Prompt ▸ Find where "Where can you see the rocky riverbank" appears in the entries below. That line and all lines after it, through the last, are to be duplicated exactly, with nothing else.

Entries provided ▸
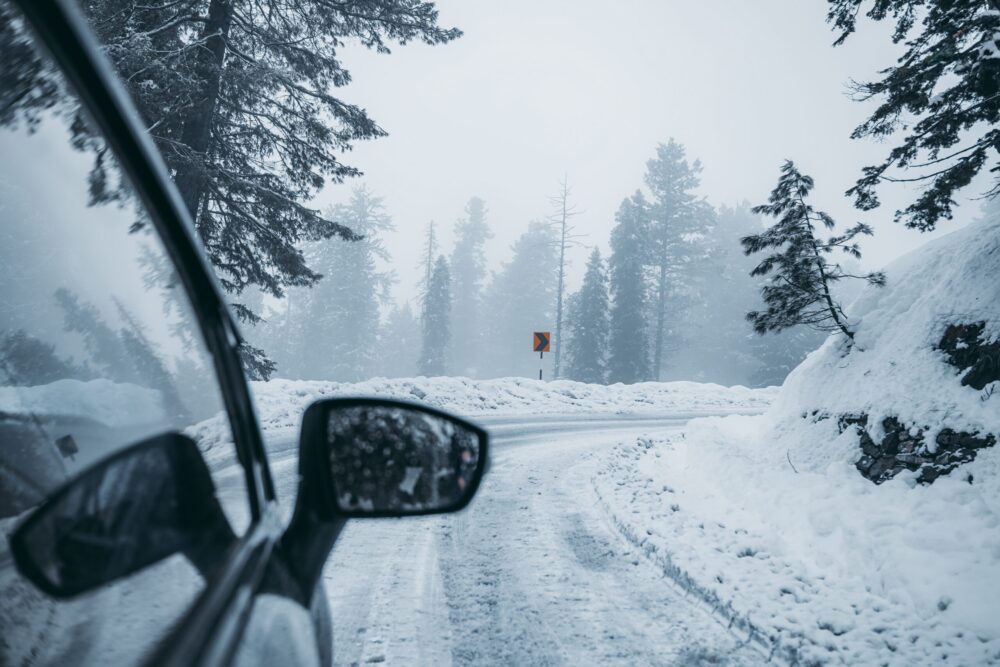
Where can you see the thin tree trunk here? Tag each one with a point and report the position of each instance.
(557, 370)
(191, 177)
(830, 305)
(661, 312)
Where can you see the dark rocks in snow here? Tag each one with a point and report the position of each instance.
(967, 351)
(905, 448)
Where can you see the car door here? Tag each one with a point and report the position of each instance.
(112, 330)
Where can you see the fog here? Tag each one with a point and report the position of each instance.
(534, 91)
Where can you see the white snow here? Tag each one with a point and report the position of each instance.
(280, 403)
(767, 518)
(114, 404)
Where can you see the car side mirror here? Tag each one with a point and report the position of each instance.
(382, 458)
(135, 508)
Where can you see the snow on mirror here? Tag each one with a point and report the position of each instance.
(397, 460)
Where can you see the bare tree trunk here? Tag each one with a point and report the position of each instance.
(661, 312)
(557, 368)
(191, 177)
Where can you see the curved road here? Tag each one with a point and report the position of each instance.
(532, 573)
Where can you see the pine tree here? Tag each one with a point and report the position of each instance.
(26, 361)
(520, 299)
(943, 94)
(238, 97)
(587, 325)
(564, 213)
(429, 254)
(677, 216)
(339, 317)
(436, 321)
(628, 361)
(468, 271)
(400, 342)
(800, 289)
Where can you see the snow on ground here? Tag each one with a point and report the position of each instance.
(280, 403)
(114, 404)
(768, 519)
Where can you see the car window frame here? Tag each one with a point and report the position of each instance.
(211, 629)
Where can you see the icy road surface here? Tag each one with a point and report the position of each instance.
(533, 573)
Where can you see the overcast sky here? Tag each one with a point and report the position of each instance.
(536, 89)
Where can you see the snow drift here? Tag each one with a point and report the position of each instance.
(770, 519)
(280, 403)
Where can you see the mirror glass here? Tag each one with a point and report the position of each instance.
(389, 459)
(147, 503)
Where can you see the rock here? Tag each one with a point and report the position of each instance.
(900, 450)
(966, 350)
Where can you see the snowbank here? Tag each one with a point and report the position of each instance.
(281, 402)
(113, 404)
(769, 519)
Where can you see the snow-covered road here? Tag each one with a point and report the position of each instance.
(533, 573)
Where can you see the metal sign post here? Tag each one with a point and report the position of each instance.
(541, 344)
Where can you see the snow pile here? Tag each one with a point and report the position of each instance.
(114, 404)
(769, 519)
(280, 403)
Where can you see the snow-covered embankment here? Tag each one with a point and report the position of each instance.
(770, 519)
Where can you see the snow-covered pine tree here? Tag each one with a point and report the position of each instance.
(436, 321)
(238, 97)
(468, 271)
(628, 359)
(565, 238)
(800, 288)
(678, 215)
(943, 94)
(400, 343)
(339, 317)
(520, 299)
(587, 323)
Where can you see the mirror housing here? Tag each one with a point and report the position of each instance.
(370, 457)
(134, 508)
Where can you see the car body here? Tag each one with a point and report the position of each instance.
(258, 596)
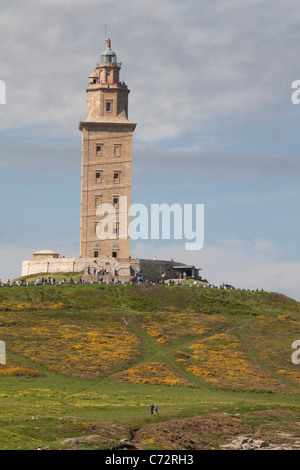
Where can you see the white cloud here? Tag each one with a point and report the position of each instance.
(196, 60)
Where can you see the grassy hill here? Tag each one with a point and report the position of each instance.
(86, 362)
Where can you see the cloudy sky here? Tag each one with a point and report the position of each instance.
(210, 85)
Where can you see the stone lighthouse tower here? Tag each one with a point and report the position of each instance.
(106, 173)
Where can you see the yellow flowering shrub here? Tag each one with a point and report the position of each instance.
(221, 361)
(69, 344)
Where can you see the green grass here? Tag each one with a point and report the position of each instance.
(67, 406)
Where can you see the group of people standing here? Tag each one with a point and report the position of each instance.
(154, 409)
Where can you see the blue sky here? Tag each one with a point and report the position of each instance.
(211, 94)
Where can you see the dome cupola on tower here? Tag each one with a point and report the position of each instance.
(108, 56)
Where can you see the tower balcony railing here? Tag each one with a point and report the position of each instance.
(117, 64)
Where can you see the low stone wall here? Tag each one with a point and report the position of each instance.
(150, 270)
(55, 265)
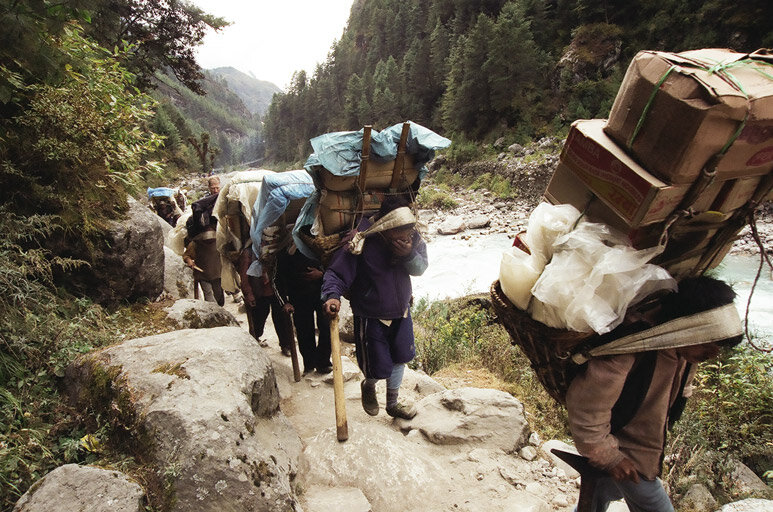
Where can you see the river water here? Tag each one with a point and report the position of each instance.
(461, 267)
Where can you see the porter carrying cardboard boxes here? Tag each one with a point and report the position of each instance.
(599, 178)
(675, 112)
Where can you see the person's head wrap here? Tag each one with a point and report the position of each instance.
(397, 218)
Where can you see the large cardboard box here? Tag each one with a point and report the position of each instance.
(635, 195)
(675, 111)
(337, 210)
(378, 176)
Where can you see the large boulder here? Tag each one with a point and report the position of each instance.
(481, 417)
(74, 487)
(129, 264)
(178, 277)
(375, 461)
(204, 402)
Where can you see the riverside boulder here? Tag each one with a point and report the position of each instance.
(205, 403)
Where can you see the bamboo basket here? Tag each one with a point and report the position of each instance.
(548, 349)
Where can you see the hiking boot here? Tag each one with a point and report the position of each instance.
(402, 411)
(369, 400)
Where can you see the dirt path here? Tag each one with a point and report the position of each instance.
(385, 465)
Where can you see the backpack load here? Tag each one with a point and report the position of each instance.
(352, 173)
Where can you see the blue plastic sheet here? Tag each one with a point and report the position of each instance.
(341, 152)
(276, 193)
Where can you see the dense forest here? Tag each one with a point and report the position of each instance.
(102, 98)
(480, 70)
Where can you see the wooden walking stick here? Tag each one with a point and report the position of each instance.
(294, 352)
(342, 429)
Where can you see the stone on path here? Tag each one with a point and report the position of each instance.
(197, 314)
(74, 487)
(485, 417)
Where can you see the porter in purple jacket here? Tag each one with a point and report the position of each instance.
(378, 283)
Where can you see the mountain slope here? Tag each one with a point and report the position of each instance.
(256, 94)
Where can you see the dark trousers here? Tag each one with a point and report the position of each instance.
(282, 323)
(315, 354)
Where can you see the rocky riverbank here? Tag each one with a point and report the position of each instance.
(481, 212)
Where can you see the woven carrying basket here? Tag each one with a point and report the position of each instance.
(548, 349)
(323, 245)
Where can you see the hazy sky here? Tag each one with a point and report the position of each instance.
(272, 38)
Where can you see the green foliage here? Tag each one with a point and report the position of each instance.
(42, 331)
(728, 418)
(731, 409)
(163, 33)
(80, 143)
(522, 68)
(463, 151)
(436, 197)
(446, 336)
(462, 333)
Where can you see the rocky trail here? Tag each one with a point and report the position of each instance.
(467, 449)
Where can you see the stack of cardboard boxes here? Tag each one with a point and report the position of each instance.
(341, 201)
(686, 152)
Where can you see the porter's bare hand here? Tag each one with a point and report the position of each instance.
(332, 307)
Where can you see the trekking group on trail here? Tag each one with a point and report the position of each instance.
(620, 402)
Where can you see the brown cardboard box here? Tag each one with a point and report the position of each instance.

Solution to this problem ▸
Where can you see the rocky riverbank here? Tag each one with a point and report the position of each instance.
(481, 212)
Where can you see the woven carrying basket here? Tag each one with a point and report the position of each instance.
(548, 349)
(323, 245)
Where can you see the hazy sky here? Tag each one with a point and report the position of each instance.
(272, 38)
Where can you see the green foliage here? Tag each one with a point and report the position of each instance.
(42, 331)
(728, 418)
(731, 409)
(163, 33)
(80, 143)
(522, 68)
(463, 151)
(436, 197)
(446, 336)
(462, 333)
Where can you see the rocky trail here? Tag each one with a point and report the position of each instance.
(467, 449)
Where can you see the stack of cardboard boxes here? Tag each one with a point and report the position of each instance.
(341, 201)
(686, 152)
Where can you see the porter's bare hand here? Tag each one with a point and report the position of each instance.
(332, 307)
Where can you see the trekking group on trail here? Tag each one with a point and report the position of each instance.
(620, 402)
Where can you see the brown cardboard box here? Tag each one with a point and report the position of each instance.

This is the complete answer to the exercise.